### Short task:
In the passage on how stairs affect internal forces in frame members, reproduce the part from "For KZ1, the" to "increase of 52.3%.", renaming "axial force" to "vertical force" wherever it occurs.

For KL2: Unlike KL1, the internal force of model D did not decrease much with the number of floors. From the bottom to the top floor, the shear force and bending moment decreased by 45.7% and 50%, respectively. The internal forces of KL2 in model E and model F were similar to those in KL1. The internal forces of the three models decreased as the number of layers increased, and the decrease ratio of model D was the smallest, within 10%, and the decrease rate of the other two models was larger, more than 20% for each layer. The shear force of model F in the first layer was more than three times that of model D. With the increase in the number of layers, the gap gradually closed, and the change in the bending moment value was similar to the shear force.

For KL3, the changing trend in the shear force and bending moment was the same as KL1. The order of internal force values from largest to smallest was model F > model E > model D, and the decrease rate of the three models was similar. For KL4, the changing trend of internal force was similar to KL2, the decrease in model F and model E was significantly greater than model D, and the internal force value of the model F was not much different from model D.

For KZ1, the internal force also decreased as the number of layers increased, and the feature was model E > model F > model D. The axial force of the first layer increased from 51.3 kN of model D to 132 kN of model E, with an increase of 157.3%. The shear force increased from 28.1 kN to 55.1 kN, with an increase of 96.1%, and the bending moment increased from 51.3 kN·m to 71.4 kN·m, with an increase of 39.2%. For KZ3, the changing trend was consistent with KZ1, the difference between model E and model D was the largest, and between model E and model F it was the smallest. The axial force changed from 112.7 kN to 188.2 kN, which increased by 67.0%, and the shear force changed from 14 kN to 19.4 kN, which increased by 38.6%. The bending moment increased from 30 kN·m to 45.7 kN·m, with an increase of 52.3%.

For the frame beams and columns, the internal force values on the top floors of each model did not change because there were no stairs, which indicates that the influence of stairs on the internal force of the structure is focused on the floor that has staircases, and the influence on the floors without stairs is small.

To sum up, the internal forces of the structural components gradually decrease as the number of floors increases, and the presence or absence of stairs has a greater impact on the internal forces of structural members. When there are stairs in the structure, the stiffness of the building will be increased, and it will be able to bear more seismic action. The internal force of the structural components is also significantly greater than that of the structure without stairs. The frame column’s internal force of model F was smaller than that of model E. The frame beam’s shear force and bending moment are magnified, so the influence should be considered in structural design.

### Data shown:

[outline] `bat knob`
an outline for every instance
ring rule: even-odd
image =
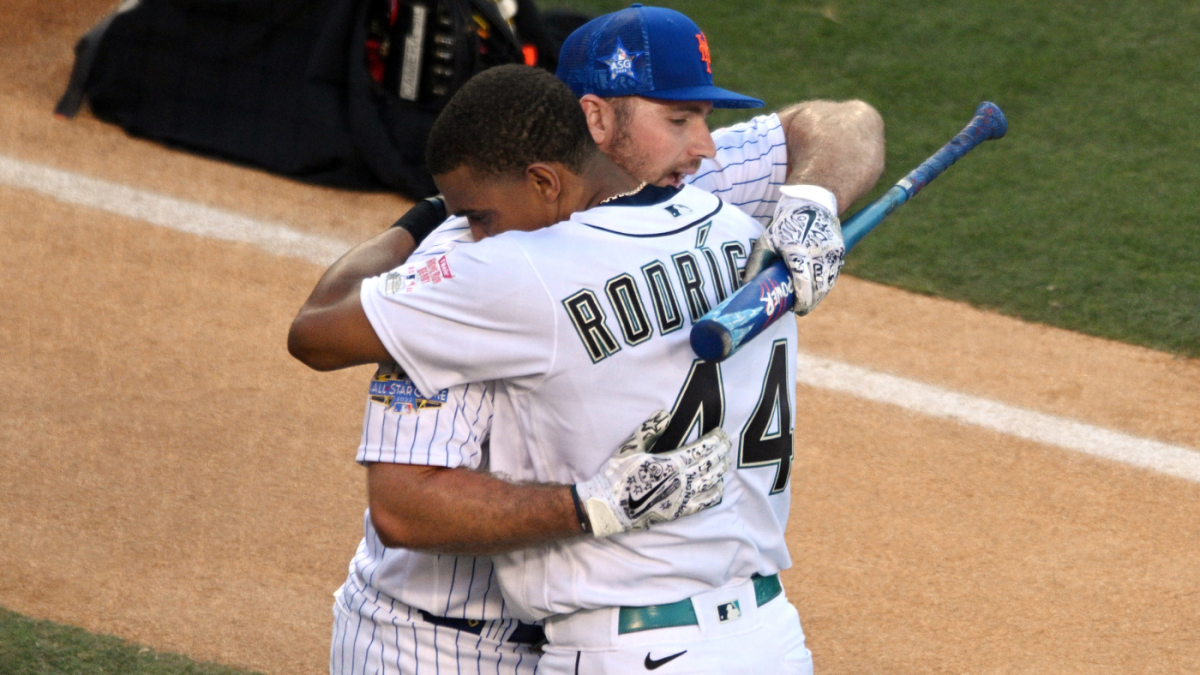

...

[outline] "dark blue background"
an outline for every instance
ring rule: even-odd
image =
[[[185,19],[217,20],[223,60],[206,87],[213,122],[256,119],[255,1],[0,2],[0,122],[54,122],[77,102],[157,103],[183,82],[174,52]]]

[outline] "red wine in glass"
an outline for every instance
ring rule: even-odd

...

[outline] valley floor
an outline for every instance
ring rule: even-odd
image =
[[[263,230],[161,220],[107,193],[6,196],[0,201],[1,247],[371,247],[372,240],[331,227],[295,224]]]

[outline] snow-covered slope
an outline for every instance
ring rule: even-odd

### Task result:
For KZ1, the internal force also decreased as the number of layers increased, and the feature was model E > model F > model D. The vertical force of the first layer increased from 51.3 kN of model D to 132 kN of model E, with an increase of 157.3%. The shear force increased from 28.1 kN to 55.1 kN, with an increase of 96.1%, and the bending moment increased from 51.3 kN·m to 71.4 kN·m, with an increase of 39.2%. For KZ3, the changing trend was consistent with KZ1, the difference between model E and model D was the largest, and between model E and model F it was the smallest. The vertical force changed from 112.7 kN to 188.2 kN, which increased by 67.0%, and the shear force changed from 14 kN to 19.4 kN, which increased by 38.6%. The bending moment increased from 30 kN·m to 45.7 kN·m, with an increase of 52.3%.